#### [MATERIAL]

━━━━━━━━━━━━━━━━━━━━

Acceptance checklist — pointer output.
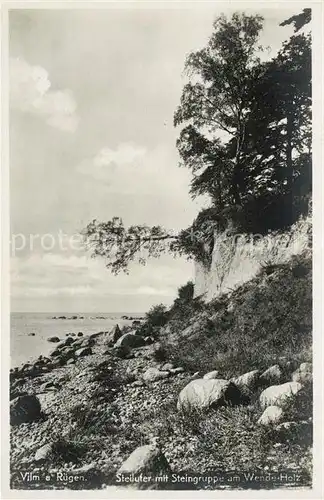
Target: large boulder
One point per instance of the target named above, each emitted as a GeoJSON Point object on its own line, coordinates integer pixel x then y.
{"type": "Point", "coordinates": [279, 395]}
{"type": "Point", "coordinates": [248, 381]}
{"type": "Point", "coordinates": [145, 459]}
{"type": "Point", "coordinates": [130, 340]}
{"type": "Point", "coordinates": [25, 408]}
{"type": "Point", "coordinates": [271, 415]}
{"type": "Point", "coordinates": [208, 393]}
{"type": "Point", "coordinates": [153, 374]}
{"type": "Point", "coordinates": [273, 375]}
{"type": "Point", "coordinates": [303, 374]}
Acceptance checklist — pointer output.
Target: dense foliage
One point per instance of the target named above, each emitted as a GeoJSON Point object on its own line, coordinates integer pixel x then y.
{"type": "Point", "coordinates": [245, 135]}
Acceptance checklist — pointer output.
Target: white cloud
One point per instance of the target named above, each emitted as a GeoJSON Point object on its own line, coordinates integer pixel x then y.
{"type": "Point", "coordinates": [30, 92]}
{"type": "Point", "coordinates": [133, 170]}
{"type": "Point", "coordinates": [53, 274]}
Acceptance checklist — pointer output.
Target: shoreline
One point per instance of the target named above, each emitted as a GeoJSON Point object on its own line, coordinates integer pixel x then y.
{"type": "Point", "coordinates": [26, 344]}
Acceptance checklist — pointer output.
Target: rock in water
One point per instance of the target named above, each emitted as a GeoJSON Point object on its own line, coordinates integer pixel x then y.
{"type": "Point", "coordinates": [116, 334]}
{"type": "Point", "coordinates": [204, 394]}
{"type": "Point", "coordinates": [24, 409]}
{"type": "Point", "coordinates": [145, 459]}
{"type": "Point", "coordinates": [271, 415]}
{"type": "Point", "coordinates": [211, 375]}
{"type": "Point", "coordinates": [130, 340]}
{"type": "Point", "coordinates": [279, 395]}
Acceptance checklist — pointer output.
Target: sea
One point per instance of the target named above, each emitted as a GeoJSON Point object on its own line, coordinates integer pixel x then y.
{"type": "Point", "coordinates": [25, 347]}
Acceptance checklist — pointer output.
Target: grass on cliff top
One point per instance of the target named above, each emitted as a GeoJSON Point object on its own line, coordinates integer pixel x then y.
{"type": "Point", "coordinates": [267, 320]}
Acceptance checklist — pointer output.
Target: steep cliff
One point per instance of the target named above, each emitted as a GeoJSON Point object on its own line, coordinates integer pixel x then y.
{"type": "Point", "coordinates": [237, 258]}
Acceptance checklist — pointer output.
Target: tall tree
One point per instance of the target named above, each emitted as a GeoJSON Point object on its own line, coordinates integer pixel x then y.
{"type": "Point", "coordinates": [299, 20]}
{"type": "Point", "coordinates": [215, 104]}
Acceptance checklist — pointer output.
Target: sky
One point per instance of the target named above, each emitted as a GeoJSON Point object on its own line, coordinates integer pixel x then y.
{"type": "Point", "coordinates": [92, 97]}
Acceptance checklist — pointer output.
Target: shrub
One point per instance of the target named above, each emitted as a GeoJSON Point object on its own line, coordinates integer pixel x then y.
{"type": "Point", "coordinates": [270, 319]}
{"type": "Point", "coordinates": [157, 315]}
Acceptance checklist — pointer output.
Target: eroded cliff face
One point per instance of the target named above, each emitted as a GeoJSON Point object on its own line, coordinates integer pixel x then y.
{"type": "Point", "coordinates": [236, 258]}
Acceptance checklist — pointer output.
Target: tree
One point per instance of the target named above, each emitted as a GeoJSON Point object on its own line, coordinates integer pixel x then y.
{"type": "Point", "coordinates": [245, 136]}
{"type": "Point", "coordinates": [299, 20]}
{"type": "Point", "coordinates": [216, 101]}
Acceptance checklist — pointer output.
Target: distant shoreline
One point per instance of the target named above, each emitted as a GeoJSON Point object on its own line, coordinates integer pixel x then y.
{"type": "Point", "coordinates": [29, 332]}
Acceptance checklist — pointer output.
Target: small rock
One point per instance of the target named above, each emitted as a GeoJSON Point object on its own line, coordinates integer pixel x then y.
{"type": "Point", "coordinates": [279, 395]}
{"type": "Point", "coordinates": [167, 367]}
{"type": "Point", "coordinates": [248, 381]}
{"type": "Point", "coordinates": [177, 370]}
{"type": "Point", "coordinates": [84, 351]}
{"type": "Point", "coordinates": [53, 339]}
{"type": "Point", "coordinates": [88, 342]}
{"type": "Point", "coordinates": [49, 385]}
{"type": "Point", "coordinates": [121, 352]}
{"type": "Point", "coordinates": [211, 375]}
{"type": "Point", "coordinates": [303, 374]}
{"type": "Point", "coordinates": [145, 459]}
{"type": "Point", "coordinates": [43, 453]}
{"type": "Point", "coordinates": [272, 375]}
{"type": "Point", "coordinates": [271, 415]}
{"type": "Point", "coordinates": [153, 374]}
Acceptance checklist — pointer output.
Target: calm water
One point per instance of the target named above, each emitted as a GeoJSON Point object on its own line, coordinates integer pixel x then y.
{"type": "Point", "coordinates": [25, 348]}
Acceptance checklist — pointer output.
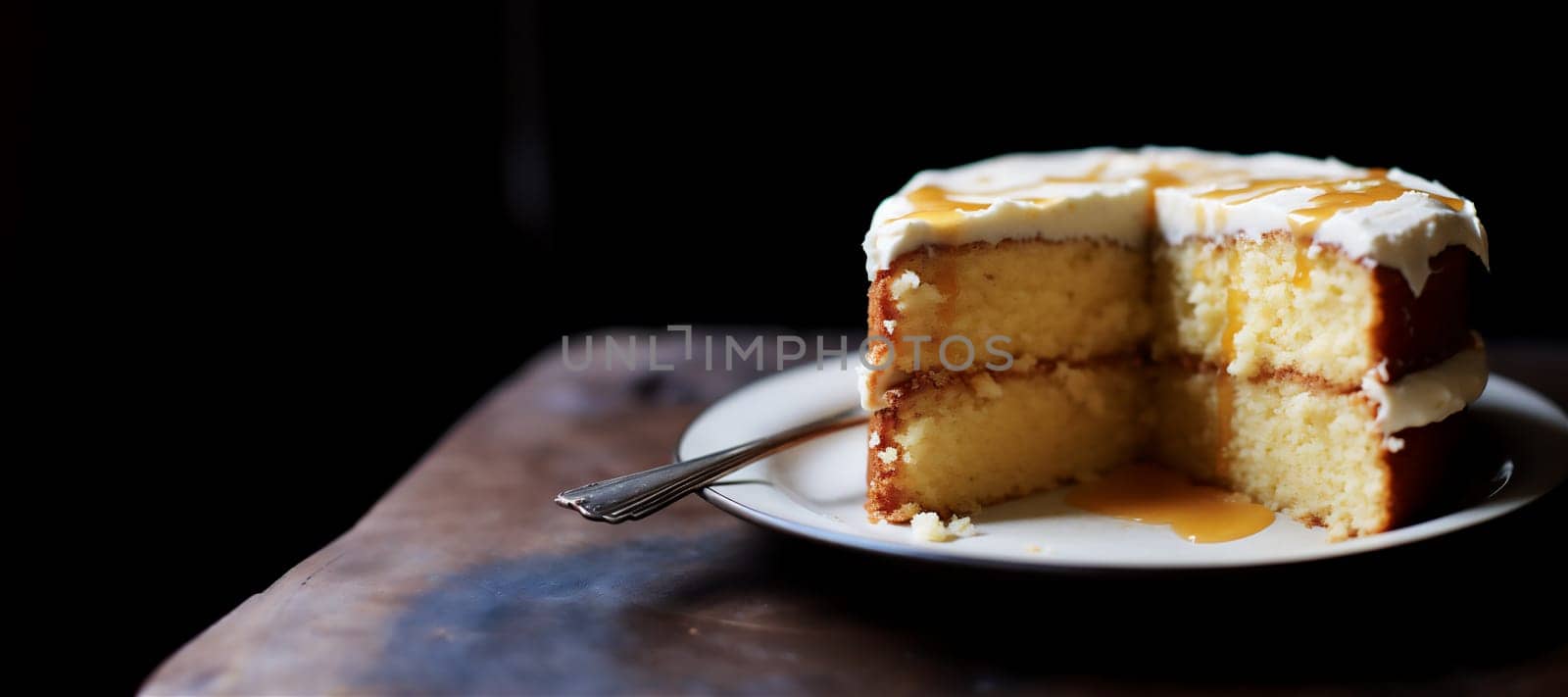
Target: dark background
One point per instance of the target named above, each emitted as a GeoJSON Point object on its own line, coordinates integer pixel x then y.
{"type": "Point", "coordinates": [290, 248]}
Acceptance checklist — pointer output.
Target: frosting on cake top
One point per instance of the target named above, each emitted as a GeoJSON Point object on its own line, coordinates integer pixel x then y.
{"type": "Point", "coordinates": [1385, 217]}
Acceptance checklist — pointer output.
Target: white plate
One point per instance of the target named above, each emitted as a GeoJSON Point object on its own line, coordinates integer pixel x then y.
{"type": "Point", "coordinates": [815, 490]}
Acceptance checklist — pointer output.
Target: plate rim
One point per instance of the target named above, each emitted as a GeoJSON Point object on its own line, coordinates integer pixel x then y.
{"type": "Point", "coordinates": [886, 548]}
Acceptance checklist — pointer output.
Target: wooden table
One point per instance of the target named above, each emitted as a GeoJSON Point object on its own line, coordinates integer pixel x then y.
{"type": "Point", "coordinates": [466, 578]}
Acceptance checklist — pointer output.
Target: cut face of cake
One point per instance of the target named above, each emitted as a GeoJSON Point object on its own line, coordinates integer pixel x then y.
{"type": "Point", "coordinates": [1290, 328]}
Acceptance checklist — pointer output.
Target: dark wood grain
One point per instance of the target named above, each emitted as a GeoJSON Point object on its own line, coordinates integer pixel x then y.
{"type": "Point", "coordinates": [465, 578]}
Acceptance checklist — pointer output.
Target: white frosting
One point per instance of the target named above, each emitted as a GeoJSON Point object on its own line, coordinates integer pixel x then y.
{"type": "Point", "coordinates": [1110, 201]}
{"type": "Point", "coordinates": [1019, 206]}
{"type": "Point", "coordinates": [1400, 234]}
{"type": "Point", "coordinates": [1427, 396]}
{"type": "Point", "coordinates": [1021, 203]}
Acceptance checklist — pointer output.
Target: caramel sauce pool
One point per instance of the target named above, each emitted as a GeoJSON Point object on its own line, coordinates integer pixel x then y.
{"type": "Point", "coordinates": [1159, 496]}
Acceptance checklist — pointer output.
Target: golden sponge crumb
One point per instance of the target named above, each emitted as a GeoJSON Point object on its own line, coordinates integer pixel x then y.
{"type": "Point", "coordinates": [929, 527]}
{"type": "Point", "coordinates": [1306, 311]}
{"type": "Point", "coordinates": [1073, 300]}
{"type": "Point", "coordinates": [1309, 452]}
{"type": "Point", "coordinates": [961, 444]}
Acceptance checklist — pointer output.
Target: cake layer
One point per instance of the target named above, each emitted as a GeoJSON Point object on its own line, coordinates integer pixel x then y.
{"type": "Point", "coordinates": [1051, 300]}
{"type": "Point", "coordinates": [1387, 217]}
{"type": "Point", "coordinates": [1267, 303]}
{"type": "Point", "coordinates": [951, 443]}
{"type": "Point", "coordinates": [1313, 452]}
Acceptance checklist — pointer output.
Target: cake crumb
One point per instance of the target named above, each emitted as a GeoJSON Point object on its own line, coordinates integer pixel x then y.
{"type": "Point", "coordinates": [985, 386]}
{"type": "Point", "coordinates": [961, 527]}
{"type": "Point", "coordinates": [929, 527]}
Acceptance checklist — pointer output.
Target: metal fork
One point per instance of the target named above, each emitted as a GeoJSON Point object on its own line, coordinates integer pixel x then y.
{"type": "Point", "coordinates": [639, 495]}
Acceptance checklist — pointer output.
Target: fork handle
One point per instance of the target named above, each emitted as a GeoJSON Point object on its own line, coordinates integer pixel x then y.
{"type": "Point", "coordinates": [639, 495]}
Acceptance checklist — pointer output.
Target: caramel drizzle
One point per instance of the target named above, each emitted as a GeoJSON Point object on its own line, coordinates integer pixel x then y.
{"type": "Point", "coordinates": [1160, 496]}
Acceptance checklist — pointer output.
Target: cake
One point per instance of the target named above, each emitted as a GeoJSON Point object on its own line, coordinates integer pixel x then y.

━━━━━━━━━━━━━━━━━━━━

#### [YOUR OBJECTIVE]
From the material above, pull out every line that contains the word "crumb" and copy each one in full. Case counts, so only a match with the same capital and lowercase letters qualifies.

#### [ANSWER IN FULL]
Target: golden sponge crumb
Target: cake crumb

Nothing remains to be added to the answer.